**Work required:** Can you copy out every line of the material between the line holding "spot the pink watermelon drink" and the end of the material, inclusive, and add 46 to each x and y coordinate in the answers while leaving everything else unchanged?

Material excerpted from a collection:

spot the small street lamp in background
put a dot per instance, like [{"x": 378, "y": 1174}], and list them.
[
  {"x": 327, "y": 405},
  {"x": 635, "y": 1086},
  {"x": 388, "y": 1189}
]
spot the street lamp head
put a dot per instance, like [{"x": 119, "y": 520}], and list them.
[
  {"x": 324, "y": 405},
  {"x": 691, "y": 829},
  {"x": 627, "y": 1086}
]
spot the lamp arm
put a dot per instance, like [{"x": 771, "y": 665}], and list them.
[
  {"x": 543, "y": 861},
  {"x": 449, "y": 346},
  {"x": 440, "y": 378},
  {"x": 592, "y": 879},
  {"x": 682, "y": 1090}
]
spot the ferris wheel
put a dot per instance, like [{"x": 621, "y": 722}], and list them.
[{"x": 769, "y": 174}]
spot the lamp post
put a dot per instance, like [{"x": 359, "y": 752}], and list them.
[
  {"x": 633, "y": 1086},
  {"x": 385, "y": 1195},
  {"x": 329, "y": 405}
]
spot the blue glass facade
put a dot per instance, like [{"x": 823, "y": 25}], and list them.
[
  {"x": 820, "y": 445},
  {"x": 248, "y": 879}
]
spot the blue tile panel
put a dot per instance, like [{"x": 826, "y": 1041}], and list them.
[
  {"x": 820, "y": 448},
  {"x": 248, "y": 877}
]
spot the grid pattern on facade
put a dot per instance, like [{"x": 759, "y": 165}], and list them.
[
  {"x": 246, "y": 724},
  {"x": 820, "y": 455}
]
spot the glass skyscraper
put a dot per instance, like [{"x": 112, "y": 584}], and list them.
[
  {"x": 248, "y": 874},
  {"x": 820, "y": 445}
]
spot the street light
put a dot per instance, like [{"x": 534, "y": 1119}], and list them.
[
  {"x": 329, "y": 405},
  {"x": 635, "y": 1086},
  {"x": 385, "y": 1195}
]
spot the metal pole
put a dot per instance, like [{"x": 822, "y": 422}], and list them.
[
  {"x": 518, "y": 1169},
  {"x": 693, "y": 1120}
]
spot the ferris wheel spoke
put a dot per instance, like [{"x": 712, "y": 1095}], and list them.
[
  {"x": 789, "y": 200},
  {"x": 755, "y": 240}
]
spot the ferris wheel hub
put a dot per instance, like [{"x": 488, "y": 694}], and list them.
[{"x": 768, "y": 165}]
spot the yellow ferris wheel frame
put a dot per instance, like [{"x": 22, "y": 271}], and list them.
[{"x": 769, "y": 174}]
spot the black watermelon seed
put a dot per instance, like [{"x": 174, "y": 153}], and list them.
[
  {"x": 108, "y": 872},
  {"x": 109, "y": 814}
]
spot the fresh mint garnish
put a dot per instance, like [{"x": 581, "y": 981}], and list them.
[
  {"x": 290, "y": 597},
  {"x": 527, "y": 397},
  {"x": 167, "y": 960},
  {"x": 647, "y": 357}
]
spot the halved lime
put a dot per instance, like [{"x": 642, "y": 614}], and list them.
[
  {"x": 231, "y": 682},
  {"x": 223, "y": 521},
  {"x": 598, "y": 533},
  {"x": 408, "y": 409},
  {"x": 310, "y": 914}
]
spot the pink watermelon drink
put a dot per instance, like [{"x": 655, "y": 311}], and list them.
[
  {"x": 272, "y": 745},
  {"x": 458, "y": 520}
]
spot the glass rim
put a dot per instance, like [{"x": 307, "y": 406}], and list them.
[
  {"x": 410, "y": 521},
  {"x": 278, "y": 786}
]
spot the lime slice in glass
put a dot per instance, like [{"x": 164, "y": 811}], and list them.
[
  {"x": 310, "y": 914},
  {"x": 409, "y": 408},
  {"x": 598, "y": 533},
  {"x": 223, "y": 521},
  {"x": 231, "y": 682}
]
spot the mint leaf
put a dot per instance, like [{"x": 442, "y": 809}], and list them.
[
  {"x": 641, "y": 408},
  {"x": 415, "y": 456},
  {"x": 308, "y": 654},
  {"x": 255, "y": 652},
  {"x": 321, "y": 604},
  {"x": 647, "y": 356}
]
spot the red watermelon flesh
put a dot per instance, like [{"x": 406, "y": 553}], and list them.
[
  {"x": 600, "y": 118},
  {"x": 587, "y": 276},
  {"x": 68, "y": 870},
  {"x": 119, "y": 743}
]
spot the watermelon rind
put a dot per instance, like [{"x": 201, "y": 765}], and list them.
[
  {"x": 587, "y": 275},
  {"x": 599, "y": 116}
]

**Answer for the task:**
spot the pink watermelon drink
put a dot per instance, like [{"x": 655, "y": 311}], and list them.
[
  {"x": 318, "y": 791},
  {"x": 504, "y": 566}
]
spot the glass rim
put a dot per instance, like [{"x": 307, "y": 406}], and list them.
[
  {"x": 456, "y": 567},
  {"x": 324, "y": 832}
]
spot the lime slice in glass
put a dot per instance, like [{"x": 164, "y": 811}], and list them.
[
  {"x": 356, "y": 960},
  {"x": 455, "y": 454},
  {"x": 644, "y": 579},
  {"x": 269, "y": 567},
  {"x": 277, "y": 728}
]
spot the mint leaf
put a dot per instance, like [{"x": 442, "y": 809}], and list them.
[
  {"x": 687, "y": 454},
  {"x": 461, "y": 502},
  {"x": 354, "y": 700},
  {"x": 301, "y": 698},
  {"x": 367, "y": 650},
  {"x": 693, "y": 402}
]
spot the red watermelon flesh
put a dot per instance, like [{"x": 406, "y": 553}], and list them.
[
  {"x": 646, "y": 164},
  {"x": 633, "y": 322},
  {"x": 114, "y": 916},
  {"x": 165, "y": 789}
]
spot the watermelon rind
put a dot per instance, like [{"x": 201, "y": 765}], and list them.
[
  {"x": 633, "y": 321},
  {"x": 645, "y": 162}
]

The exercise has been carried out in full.